#### [Object position labeling entries]
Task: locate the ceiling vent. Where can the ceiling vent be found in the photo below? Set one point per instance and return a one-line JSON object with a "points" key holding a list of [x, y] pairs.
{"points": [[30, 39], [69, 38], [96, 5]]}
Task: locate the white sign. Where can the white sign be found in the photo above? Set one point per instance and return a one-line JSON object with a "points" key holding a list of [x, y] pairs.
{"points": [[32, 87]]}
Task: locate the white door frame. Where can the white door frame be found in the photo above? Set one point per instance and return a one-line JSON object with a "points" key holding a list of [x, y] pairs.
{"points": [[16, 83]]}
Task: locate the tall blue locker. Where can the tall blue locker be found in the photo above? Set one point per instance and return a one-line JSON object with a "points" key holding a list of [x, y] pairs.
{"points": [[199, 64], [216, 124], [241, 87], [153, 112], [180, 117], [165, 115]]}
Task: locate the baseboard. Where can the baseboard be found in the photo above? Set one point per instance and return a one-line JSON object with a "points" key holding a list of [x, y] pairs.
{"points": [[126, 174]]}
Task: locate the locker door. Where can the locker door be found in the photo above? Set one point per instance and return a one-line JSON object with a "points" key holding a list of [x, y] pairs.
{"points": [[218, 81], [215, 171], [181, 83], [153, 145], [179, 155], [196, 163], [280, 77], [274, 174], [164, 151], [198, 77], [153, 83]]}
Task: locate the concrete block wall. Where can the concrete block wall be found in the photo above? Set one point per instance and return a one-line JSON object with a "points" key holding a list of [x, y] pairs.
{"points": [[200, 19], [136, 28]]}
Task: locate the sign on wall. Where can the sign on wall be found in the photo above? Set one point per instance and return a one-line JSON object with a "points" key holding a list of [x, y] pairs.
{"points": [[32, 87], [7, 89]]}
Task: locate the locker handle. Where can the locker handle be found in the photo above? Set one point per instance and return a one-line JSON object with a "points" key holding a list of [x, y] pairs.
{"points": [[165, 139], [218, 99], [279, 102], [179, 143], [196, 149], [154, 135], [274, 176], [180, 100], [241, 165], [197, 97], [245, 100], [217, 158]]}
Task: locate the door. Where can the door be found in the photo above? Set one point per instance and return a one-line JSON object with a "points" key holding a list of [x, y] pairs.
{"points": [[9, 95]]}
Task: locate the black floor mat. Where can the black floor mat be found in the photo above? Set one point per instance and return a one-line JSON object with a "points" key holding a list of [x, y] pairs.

#### [Given instruction]
In the listing above, find the line with "Task: locate the white door" and set down that line and all after it exactly, through the final line.

#### [Result for this task]
Task: locate the white door frame. Where can the white door frame be found in the photo above? Set one point per instance and return a one-line JSON object with a "points" key holding a list of [x, y] pairs.
{"points": [[16, 83]]}
Task: locate the tall blue locker. Where can the tall blue locker be found in the photo above? Set one point per instance and return a one-line JSON object with a "points" key holding a list of [x, y] pairs.
{"points": [[199, 64], [216, 124], [241, 87], [153, 112], [180, 117], [165, 115]]}
Task: locate the baseboard. Where can the baseboard be found in the photo above? Set one point per instance and return a one-line JSON object with a "points" key holding a list of [x, y] pairs.
{"points": [[126, 174]]}
Task: locate the locker door. Where can the locker door be found in the photo above? Set one point per instance and return a one-line JSON object with a "points" key holding a list of [x, y] pairs.
{"points": [[218, 81], [215, 171], [181, 83], [153, 145], [179, 155], [196, 163], [280, 77], [274, 174], [164, 151], [198, 77], [153, 83]]}
Task: locate the concrete block wall. Where can the concrete block wall be found in the photo above? Set one point per instance and return a one-line JSON object with a "points" key holding a list of [x, y] pairs.
{"points": [[200, 19], [136, 28]]}
Task: locate the sign on wall. Where can the sign on wall be found in the photo above? Set one point per instance and return a one-line JSON object with a "points" key holding a list of [x, y] pairs.
{"points": [[32, 87], [7, 89]]}
Task: locate the locker handle. Where can the locker handle be found in the photo above? Set one point per instance and return a one-line JSON object with a "points" key holding a list of [x, y] pairs.
{"points": [[165, 139], [218, 99], [279, 102], [179, 143], [196, 149], [154, 135], [274, 176], [180, 100], [241, 165], [197, 97], [245, 100], [217, 158]]}
Task: locate the door. Where can the door be found in the photo above? Set one point per instance and return a one-line JSON object with a "points" key holding a list of [x, y] pairs.
{"points": [[9, 95]]}
Task: locate the black floor mat. Where can the black floor mat be found in the photo above? Set one point per instance and return a one-line JSON object with a "points" key holding a list of [x, y] pairs.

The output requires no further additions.